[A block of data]
• • • •

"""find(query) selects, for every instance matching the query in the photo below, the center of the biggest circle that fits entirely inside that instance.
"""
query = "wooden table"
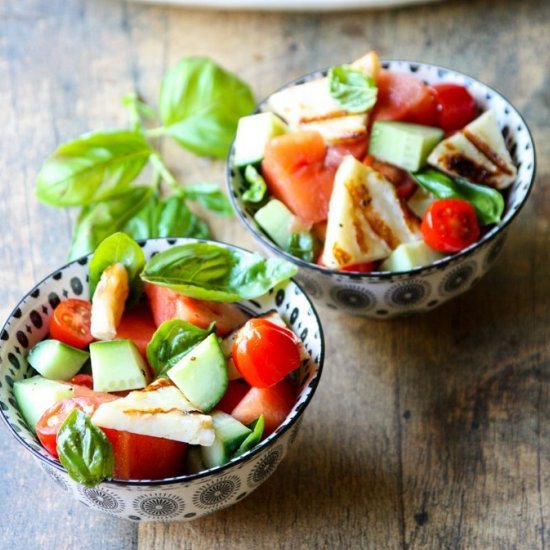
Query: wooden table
(427, 432)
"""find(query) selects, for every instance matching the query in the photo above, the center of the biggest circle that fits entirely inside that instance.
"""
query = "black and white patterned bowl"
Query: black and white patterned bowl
(172, 499)
(383, 295)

• • • •

▶ _Task requirements_: Edit the data above by replacing "biggest" with "largest" and leaving everything else unchanged. Leave the pictures out of your answer.

▶ _Written reply_:
"""find(query) selects, for every instance matching the query in the photo below, the center of the largest circle that fits entirely inside that instance.
"""
query = "wooden table"
Query: wooden table
(427, 432)
"""find(query) selects, for every instance matching the query in the photo above, the center of the largest circle that fits entirely inside that instance.
"""
query = "black and white patterned bowl"
Query: black and white patterned bowl
(172, 499)
(383, 295)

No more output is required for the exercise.